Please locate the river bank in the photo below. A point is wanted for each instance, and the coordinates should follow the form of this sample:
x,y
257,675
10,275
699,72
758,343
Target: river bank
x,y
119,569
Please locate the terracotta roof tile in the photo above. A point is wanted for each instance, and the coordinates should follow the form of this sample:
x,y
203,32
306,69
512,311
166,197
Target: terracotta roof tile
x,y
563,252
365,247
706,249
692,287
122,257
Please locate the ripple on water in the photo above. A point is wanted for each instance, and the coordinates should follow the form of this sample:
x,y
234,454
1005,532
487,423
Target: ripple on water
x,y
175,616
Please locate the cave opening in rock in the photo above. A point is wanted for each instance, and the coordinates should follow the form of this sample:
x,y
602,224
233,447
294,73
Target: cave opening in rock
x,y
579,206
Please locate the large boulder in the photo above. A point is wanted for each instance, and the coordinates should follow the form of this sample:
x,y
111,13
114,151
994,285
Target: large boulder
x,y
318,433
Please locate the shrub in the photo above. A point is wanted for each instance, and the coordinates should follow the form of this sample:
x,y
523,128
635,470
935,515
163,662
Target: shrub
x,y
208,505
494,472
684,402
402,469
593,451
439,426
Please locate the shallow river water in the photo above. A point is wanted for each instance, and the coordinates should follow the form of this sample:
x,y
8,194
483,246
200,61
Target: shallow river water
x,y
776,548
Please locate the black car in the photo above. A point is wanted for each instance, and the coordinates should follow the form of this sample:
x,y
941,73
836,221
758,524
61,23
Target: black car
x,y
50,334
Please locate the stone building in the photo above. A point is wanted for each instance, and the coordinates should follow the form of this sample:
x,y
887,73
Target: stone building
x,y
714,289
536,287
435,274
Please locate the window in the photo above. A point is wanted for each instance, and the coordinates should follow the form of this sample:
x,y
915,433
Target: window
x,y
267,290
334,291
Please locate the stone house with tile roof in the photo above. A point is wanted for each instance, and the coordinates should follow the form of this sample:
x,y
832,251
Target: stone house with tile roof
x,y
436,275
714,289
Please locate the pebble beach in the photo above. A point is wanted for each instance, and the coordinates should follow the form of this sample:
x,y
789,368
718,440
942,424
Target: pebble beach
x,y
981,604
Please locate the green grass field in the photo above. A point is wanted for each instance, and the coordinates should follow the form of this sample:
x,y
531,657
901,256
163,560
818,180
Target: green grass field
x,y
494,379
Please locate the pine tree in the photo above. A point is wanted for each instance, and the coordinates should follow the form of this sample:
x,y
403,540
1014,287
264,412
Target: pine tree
· · · · · · ·
- _Requirement_: Copy every one of the entries above verbatim, line for line, without changing anything.

- _Complete output_:
Please locate the river bank in the photo below. A point is wanted for each instance, and the coordinates should follow the form of this sample:
x,y
257,675
10,275
699,72
758,343
Target: river bank
x,y
119,569
Please locate the terracotta roof tile in the photo above. A point is wanted for each instance, and the coordinates should follow the form of this sample:
x,y
203,32
306,69
512,311
166,197
Target: terracotta roof tile
x,y
563,252
365,247
706,249
692,287
122,257
Please locate the ripple on water in the photo above. A point is wanted for each instance, and the coordinates should follow the form of this sample:
x,y
234,454
1005,532
487,423
Target: ripple on water
x,y
175,616
Please locate the cave opening in rock in the photo above. A point is wanted for each instance, and the coordinates should follow the form of this sample:
x,y
602,224
233,447
294,73
Target: cave opening in rock
x,y
579,206
Please locate the large boulder in the photo above. A point is wanted for each instance, and the coordinates should follow the form of this sample:
x,y
111,13
114,151
994,285
Target: large boulder
x,y
318,433
Please locate the shrub in the photo above. A point is wanted for each instance, and the coordinates should follow the form of this sample:
x,y
523,128
635,470
935,515
163,662
Target: shrub
x,y
208,505
494,472
684,402
402,469
593,451
439,426
Please locate the shallow river water in the photo above. A point is wanted for each instance, and the coordinates should follow the form of this sample:
x,y
8,194
483,246
200,61
Target: shallow river water
x,y
776,548
Please locate the black car in the photo above. A point is wanted for each instance, and the coordinates should follow the form of this sample:
x,y
941,73
836,221
758,524
61,23
Target: black car
x,y
50,334
Please locate the stone building in the photo above. A point is wanted for each instance, and the coordinates should follow the form of this sample:
x,y
887,73
Target: stone building
x,y
714,289
536,287
435,274
Please locate the window in the photo above. A point is wanted for each instance, and the coordinates should follow the form of this sample:
x,y
915,433
Target: window
x,y
267,290
334,291
Please locate the stone house with tile roof in the photo above. A point is wanted for each instance, and the coordinates should follow the form of this sample:
x,y
832,251
Target: stone house with tile roof
x,y
436,275
714,289
Please locate the pebble beach in the photo above. A point is wanted for each instance, and the coordinates should follow the form of this sample:
x,y
789,368
718,440
942,424
Target: pebble beach
x,y
981,604
Please locate the green grass field in the photo above. A point is wanted for each instance, and the coordinates should follow the form of this sample:
x,y
531,657
901,256
163,560
818,180
Target: green grass field
x,y
494,379
Please locate the pine tree in the photo above. A point is wanted for each instance, and the coordinates should follow the form of this sample:
x,y
403,540
1014,287
264,412
Target: pine tree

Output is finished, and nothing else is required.